Tarefa 1.
Reproduza a parte do trecho que começa nas palavras "Você se lembra" e termina depois de "me permite tergiversar.".
Tarefa 2.
Responda com base no trecho:
(a) Em que time jogava Zé Carlos?
(b) O que fez Tostão abandonar prematuramente o futebol?
(c) Como Tostão pediu que passassem a chamá-lo?
Tarefa 3.
Liste todas as pessoas que o trecho cita pelo nome entre "Figura injustiçada" e "disse-me uma vez o Tostão".

··· Trecho

07 de setembro de 2016 | N° 18628
DAVID COIMBRA
Eu é que sou seu fã
Figura injustiçada e pouco conhecida, na política brasileira, foi Roberto Campos.
Roberto Campos está, para a política, como Zé Carlos está para o futebol.
Você se lembra do Zé Carlos? Volante do Cruzeiro de Minas. Jogava um futebol macio e escorreito como uma frase do Truman Capote, algo parecido com o Xavi, do Barcelona, só que com mais força e mais precisão no chute. Sobre ele, disse-me uma vez o Tostão:
– O Zé Carlos nunca deu um drible. E nunca errou um passe. Definição tão linda de jogador, que sempre a repito, para cansaço dos meus amigos.
O Tostão é mesmo craque, e não só com a bola no pé, mas com a caneta na mão, se você me permite tergiversar.
E, já que tergiverso, deixe-me contar outra história que volta e meia conto. É de Tostão. Você sabe que Tostão teve de abandonar prematuramente o futebol porque uma bolada no rosto lhe descolou a retina. Jamais esquecerei da foto dele saindo de campo com o rosto ensanguentado. Ficou tão ressentido com o destino, que desistiu da bola. Não via mais jogo, não falava mais sobre o assunto, anunciou que se dedicaria apenas à medicina e pediu que o chamassem de doutor Eduardo. Mas o amor pelo futebol é fogo que arde sem se ver, e Tostão voltou e se tornou um dos melhores comentaristas do Brasil.

······
··· Material fornecido

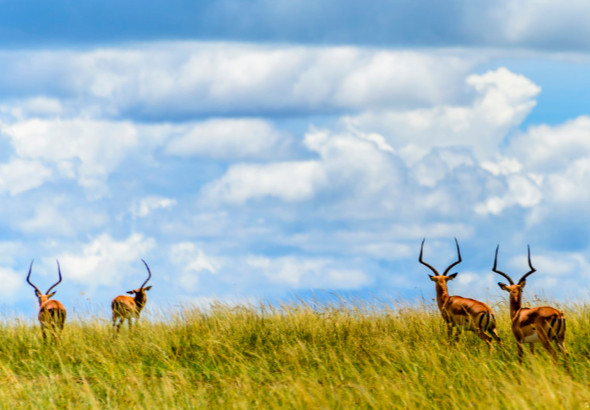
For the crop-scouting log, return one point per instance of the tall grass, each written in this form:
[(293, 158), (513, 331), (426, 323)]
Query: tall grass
[(291, 356)]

······

Resposta 1.
Você se lembra do Zé Carlos? Volante do Cruzeiro de Minas. Jogava um futebol macio e escorreito como uma frase do Truman Capote, algo parecido com o Xavi, do Barcelona, só que com mais força e mais precisão no chute. Sobre ele, disse-me uma vez o Tostão:
– O Zé Carlos nunca deu um drible. E nunca errou um passe. Definição tão linda de jogador, que sempre a repito, para cansaço dos meus amigos.
O Tostão é mesmo craque, e não só com a bola no pé, mas com a caneta na mão, se você me permite tergiversar.

Resposta 2.
(a) Zé Carlos era volante do Cruzeiro de Minas.
(b) Uma bolada no rosto descolou a retina de Tostão.
(c) Tostão pediu que o chamassem de doutor Eduardo.

Resposta 3.
Roberto Campos, Zé Carlos, Truman Capote, Xavi e Tostão.